▶ [EXTRAIT FOURNI]

------

Une nuit des rois semi-dénudée

Théâtre
Critique

Une nuit des rois semi-dénudée

Le 18 Déc 2018
La Nuit des Rois. © Jean-Louis Fernandez, coll. Comédie-Française.
La Nuit des Rois. © Jean-Louis Fernandez, coll. Comédie-Française.

En tra­vail­lant avec les acteurs du Français pour la pre­mière fois sur La Nuit des rois, Thomas Oster­meier se per­met une franche incur­sion dans le grotesque et dénude le bas cor­porel, jambes et fess­es à peine recou­vertes d’un mince sous-vête­ment sous la chaleur cuisante d’Illyrie. Un spec­ta­cle ubuesque qui exac­erbe la pul­sion.

Pre­mière comédie shake­speari­enne pour le met­teur en scène berli­nois vedette, cette Nuit des rois ou Tout ce que vous voulez le pousse dans de nou­velles zones après ses relec­tures sin­gulières des tragédies Richard III, Ham­let ou Oth­el­lo. Le voici main­tenant en pleine comédie, sans com­plex­es et sans retenue, ten­dant vers le grotesque et s’aménageant une incur­sion fes­tive et bruyante dans les ter­ri­toires d’ambiguïté sex­uelle et d’homoérotisme car­ac­téris­tiques de cette pièce. Moins poli­tique que son tra­vail habituel, sa mise en scène n’en est pas moins bril­lante dans sa mise en relief de la pul­sion et de la bassesse humaine, qu’il se pro­pose aus­si de célébr­er par une représen­ta­tion fan­faronne et décom­plexée.

Chaud et humide
Dès l’entrée en salle des spec­ta­teurs, sous des éclairages chauds et dans une ambiance humide, le spec­ta­teur remar­que que la scène s’allonge sur une passerelle per­chée juste au-dessus de la salle, comme un long quai enfonçant ses pattes dans un océan humain. C’est par là que les per­son­nages vien­dront à de nom­breuses repris­es haranguer les spec­ta­teurs, dans un spec­ta­cle qui s’amuse à bris­er le qua­trième mur à répéti­tion. Le plateau recou­vert de sable accueille déjà les mines un peu ren­frognées de trois gorilles, dom­i­nant la scène de leur présence tran­quille et se ten­ant à l’ombre des palmiers de car­ton-pâte. L’effet de chaleur, et une cer­taine impres­sion de fatigue du corps sous le soleil cuisant, sont instan­ta­nés. Plus tard, cette ambiance cagnarde et cette dés­in­vol­ture toute naturelle se dou­bleront d’une las­civ­ité cer­taine. Effet de la chaleur ou man­i­fes­ta­tion de la con­cu­pis­cence des hommes ? Les deux, évidem­ment.

------

▶ [CONSIGNE 1] Dans la critique, reformulez plus brièvement le paragraphe qui commence par « Première comédie shakespearienne » en conservant ses informations essentielles.
▶ [CONSIGNE 2] Prolongez la critique de La Nuit des rois par un paragraphe qui commence juste après sa dernière phrase.

------

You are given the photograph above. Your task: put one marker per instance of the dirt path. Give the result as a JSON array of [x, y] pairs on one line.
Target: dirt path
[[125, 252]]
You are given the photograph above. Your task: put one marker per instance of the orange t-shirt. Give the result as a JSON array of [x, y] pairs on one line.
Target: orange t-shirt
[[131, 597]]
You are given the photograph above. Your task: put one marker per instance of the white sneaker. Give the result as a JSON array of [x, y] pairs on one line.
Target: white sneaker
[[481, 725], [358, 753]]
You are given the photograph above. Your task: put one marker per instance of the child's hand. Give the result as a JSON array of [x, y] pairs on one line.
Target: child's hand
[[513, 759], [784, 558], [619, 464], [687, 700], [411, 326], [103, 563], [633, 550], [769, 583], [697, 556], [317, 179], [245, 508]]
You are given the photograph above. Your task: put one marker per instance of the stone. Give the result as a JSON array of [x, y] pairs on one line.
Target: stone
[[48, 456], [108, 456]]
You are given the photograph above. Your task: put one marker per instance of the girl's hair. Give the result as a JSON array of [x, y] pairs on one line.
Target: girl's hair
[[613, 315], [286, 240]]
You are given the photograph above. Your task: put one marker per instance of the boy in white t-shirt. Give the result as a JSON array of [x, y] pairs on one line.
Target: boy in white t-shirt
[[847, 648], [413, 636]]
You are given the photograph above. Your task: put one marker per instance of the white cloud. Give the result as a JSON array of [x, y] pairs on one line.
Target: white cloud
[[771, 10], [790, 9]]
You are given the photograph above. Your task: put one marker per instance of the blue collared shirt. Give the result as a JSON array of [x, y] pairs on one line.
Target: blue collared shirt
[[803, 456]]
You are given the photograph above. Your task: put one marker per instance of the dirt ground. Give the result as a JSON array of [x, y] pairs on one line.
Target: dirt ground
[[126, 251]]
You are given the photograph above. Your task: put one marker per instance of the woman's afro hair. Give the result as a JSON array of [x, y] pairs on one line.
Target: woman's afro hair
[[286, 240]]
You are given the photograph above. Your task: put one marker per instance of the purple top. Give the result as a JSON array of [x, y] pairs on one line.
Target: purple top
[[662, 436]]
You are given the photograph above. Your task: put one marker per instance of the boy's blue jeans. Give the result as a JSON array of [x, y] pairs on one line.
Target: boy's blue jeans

------

▶ [RÉPONSE ATTENDUE 1] La Nuit des rois ou Tout ce que vous voulez est la première comédie de Shakespeare que monte le metteur en scène berlinois, après ses relectures de Richard III, d'Hamlet et d'Othello. Il s'y lance sans retenue et tend vers le grotesque. Il explore de façon festive et bruyante l'ambiguïté sexuelle et l'homoérotisme propres à la pièce. Sa mise en scène est moins politique que d'habitude, mais elle reste brillante : elle met en relief la pulsion et la bassesse humaine, qu'elle célèbre avec fanfaronnade.

▶ [RÉPONSE ATTENDUE 2]
Appa­raît le Duc Orsi­no, incar­né par un Denis Poda­ly­dès un brin maniéré en com­para­i­son de ses parte­naires de scène, qui optent pour une inter­pré­ta­tion plutôt aéri­enne, très libre et sou­vent taquine. La dic­tion traî­nante et empha­tique du Duc souligne la hau­teur de sa fonc­tion et la dis­tance le séparant de ses sujets, lesquels s’amusent bien à ses dépens et orchestrent, comme il se doit dans une comédie shake­speari­enne, une série de mas­ca­rades et de trav­es­tisse­ments. On con­naît l’intrigue : Vio­la (Geor­gia Scal­li­et) se déguise en Césario et, par les charmes de sa mys­térieuse androg­y­nie, séduit la Comtesse Olivia (Ade­line d’Hermy), plutôt que de quérir l’amour du Duc dont elle s’est éprise. D’autres quipro­qu­os amoureux sont du lot, dans une folle effer­ves­cence pul­sion­nelle.

© Jean-Louis Fer­nan­dez, coll. Comédie-Française.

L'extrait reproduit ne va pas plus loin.